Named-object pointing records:
[BEGIN]

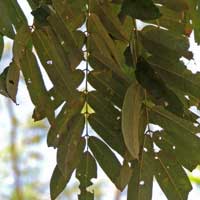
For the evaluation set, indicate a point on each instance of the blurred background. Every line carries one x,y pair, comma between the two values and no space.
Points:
26,163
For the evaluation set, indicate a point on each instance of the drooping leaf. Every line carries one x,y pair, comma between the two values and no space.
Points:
109,19
106,158
140,9
95,25
73,12
155,86
131,111
141,183
57,183
183,147
171,177
12,80
21,42
35,85
68,111
176,75
86,170
71,146
124,176
54,61
166,42
178,5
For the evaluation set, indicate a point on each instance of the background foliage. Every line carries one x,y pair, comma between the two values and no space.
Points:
130,78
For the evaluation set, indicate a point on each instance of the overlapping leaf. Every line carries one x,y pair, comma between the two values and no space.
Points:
85,172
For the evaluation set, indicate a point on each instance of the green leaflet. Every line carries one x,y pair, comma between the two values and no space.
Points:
110,20
86,170
131,111
183,147
53,59
111,134
171,177
9,80
21,42
112,87
67,40
155,86
106,158
71,146
5,22
35,85
140,9
124,176
95,25
71,12
12,81
170,122
57,183
68,111
141,183
176,75
11,14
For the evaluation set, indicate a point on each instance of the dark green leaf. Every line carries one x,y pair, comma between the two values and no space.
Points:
57,184
71,146
140,9
68,111
151,81
86,170
131,111
184,147
106,159
35,85
171,177
141,183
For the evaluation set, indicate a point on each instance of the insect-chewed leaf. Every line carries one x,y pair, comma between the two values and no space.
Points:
71,146
131,111
68,111
171,177
57,183
12,80
140,9
181,145
106,159
86,170
141,183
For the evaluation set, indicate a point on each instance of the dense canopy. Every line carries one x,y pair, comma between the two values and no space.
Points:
115,66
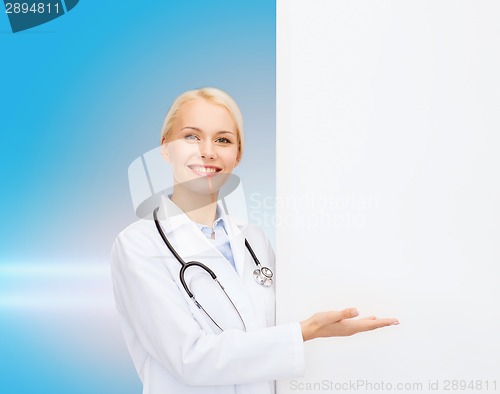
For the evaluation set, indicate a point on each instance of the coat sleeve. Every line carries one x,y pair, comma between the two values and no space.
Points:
152,305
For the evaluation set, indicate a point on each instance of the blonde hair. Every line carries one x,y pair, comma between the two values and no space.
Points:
212,95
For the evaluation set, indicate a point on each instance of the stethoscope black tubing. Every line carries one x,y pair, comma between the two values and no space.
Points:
193,263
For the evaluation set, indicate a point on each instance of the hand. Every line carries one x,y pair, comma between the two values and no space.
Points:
340,324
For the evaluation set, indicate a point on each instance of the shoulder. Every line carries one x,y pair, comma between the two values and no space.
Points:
139,238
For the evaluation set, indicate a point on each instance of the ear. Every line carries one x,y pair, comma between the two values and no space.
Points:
164,152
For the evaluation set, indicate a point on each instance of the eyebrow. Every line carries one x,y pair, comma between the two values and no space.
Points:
200,130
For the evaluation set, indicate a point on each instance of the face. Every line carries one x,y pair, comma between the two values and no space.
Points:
202,146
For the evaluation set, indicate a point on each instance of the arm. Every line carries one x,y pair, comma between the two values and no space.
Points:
150,301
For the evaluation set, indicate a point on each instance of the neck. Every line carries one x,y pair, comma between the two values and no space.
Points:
201,208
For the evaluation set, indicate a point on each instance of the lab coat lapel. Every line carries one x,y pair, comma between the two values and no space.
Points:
191,244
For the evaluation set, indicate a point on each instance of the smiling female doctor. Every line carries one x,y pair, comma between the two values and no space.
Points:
223,340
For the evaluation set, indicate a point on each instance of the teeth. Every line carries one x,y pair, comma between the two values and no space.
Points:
204,169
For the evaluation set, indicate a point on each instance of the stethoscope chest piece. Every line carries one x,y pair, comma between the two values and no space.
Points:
263,276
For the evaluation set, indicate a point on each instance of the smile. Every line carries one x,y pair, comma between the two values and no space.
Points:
205,170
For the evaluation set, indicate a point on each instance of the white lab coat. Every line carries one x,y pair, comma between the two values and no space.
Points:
174,346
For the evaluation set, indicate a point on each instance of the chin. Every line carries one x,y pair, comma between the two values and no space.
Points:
206,185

[END]

What the task asks: All entries are to be retyped exactly. Omit any embedded images.

Written response:
For the evaluation set, indicate a point on each instance of the blurred background. Every line carries one x,y pair, comma between the two values and no space.
Points:
26,163
For the evaluation set, indicate a point on each instance of the drooping leaf. Every line carries one x,y pair, comma between the two values and no space.
Points:
109,19
106,158
140,9
95,25
73,12
155,86
131,111
141,183
57,183
183,147
171,177
12,80
21,42
35,85
68,111
176,75
86,170
71,146
124,176
54,61
166,42
178,5
For the evaluation set, indicate a point on each instance of the background foliage. Every line carries one x,y pair, comma between the two values and no space.
Points:
130,78
For the evaluation set, indicate a point on each instance of the overlapping leaf. Every line carries one x,y pair, comma between the two values and no space.
Points:
85,172
For the evaluation set, indicate a point on each instance of the green leaflet. Every line carries one x,y pair, comma between the two values and no space.
Points:
110,20
86,170
131,111
183,147
53,59
111,134
171,177
9,80
21,42
112,87
67,40
155,86
106,158
71,146
5,22
35,85
140,9
124,176
95,25
71,12
12,81
170,122
57,183
68,111
141,183
176,75
11,14
For the evaluation set, indicate a point on each instance of the dark green leaf. Every line carries one x,y pair, comma between the two values and no space.
Points:
57,184
71,146
140,9
68,111
151,81
86,170
131,111
184,147
106,159
35,85
171,177
141,183
For the evaluation set, indicate a point on each instance of the insect-chewed leaf. Every line carries one x,y pair, comma between the two values and no space.
Points:
71,146
131,111
68,111
171,177
57,183
12,80
140,9
181,145
106,159
86,170
141,183
For the evaluation set, indicate a point on each instance of the dense canopy. Every line carries one x,y pair, comma between the two values and no space.
Points:
115,66
For the evaluation set, indicate a point on each instance of the coat sleeve. Every line carries one x,y pair, comma between the two values and no space.
Points:
152,305
For the evaluation set, indicate a point on each instance of the blonde hair. Every line carries one x,y pair, comma between the two values and no space.
Points:
212,95
For the evaluation set, indicate a point on each instance of the stethoscope black tubing. Every line carries one x,y pair, comma between the two values and no space.
Points:
193,263
For the evaluation set, indicate a point on each instance of the hand. Every line carries one x,y pair, comma between the two values and no space.
Points:
340,324
For the evaluation set, indicate a point on each instance of the shoulder. Every line carries one x,y pair, comma between the two values and no space.
Points:
139,238
For the evaluation set, indicate a point on each instance of the ear. Every line carries one x,y pair, comma between the two values and no space.
Points:
164,152
For the evaluation set, indicate a point on each instance of the eyebrow. Every line carries one x,y pair, comma between the two values and no space.
Points:
200,130
For the evaluation set, indicate a point on each instance of the face. Every line carries one x,y pair, comma between the two values and no space.
Points:
202,146
For the evaluation set, indicate a point on each instance of the arm. Every line carries one x,y pair, comma between the two values and no space.
Points:
150,301
For the evaluation set, indicate a point on each instance of the neck. Every line carries one x,y pair, comma between the two values and no space.
Points:
201,208
For the evaluation set, indicate a point on each instance of the lab coat lapel. Every line carries one x,y pair, comma between the two values and no space.
Points:
191,244
For the evaluation set, indicate a point on each instance of the smiling female doctor. Every line carries one x,y pair, comma between the two values and no space.
Points:
223,340
For the evaluation set, indicate a point on each instance of the teeth. Every line carries one x,y pair, comma between the two values and no space.
Points:
204,169
For the evaluation set, indicate a point on each instance of the stethoscope chest piece. Every line carries one x,y pair, comma between the two values and no space.
Points:
263,276
For the evaluation set, indicate a point on each instance of the smile. Every line carries one x,y pair, comma between the two values and no space.
Points:
205,170
For the evaluation set, indicate a point on each instance of the white lab coat. Every line carries one x,y pair, comma between the two values and no space.
Points:
174,346
For the evaluation set, indicate a point on each instance of the chin. Every line carries one x,y pair, comma between the two values and no space.
Points:
206,185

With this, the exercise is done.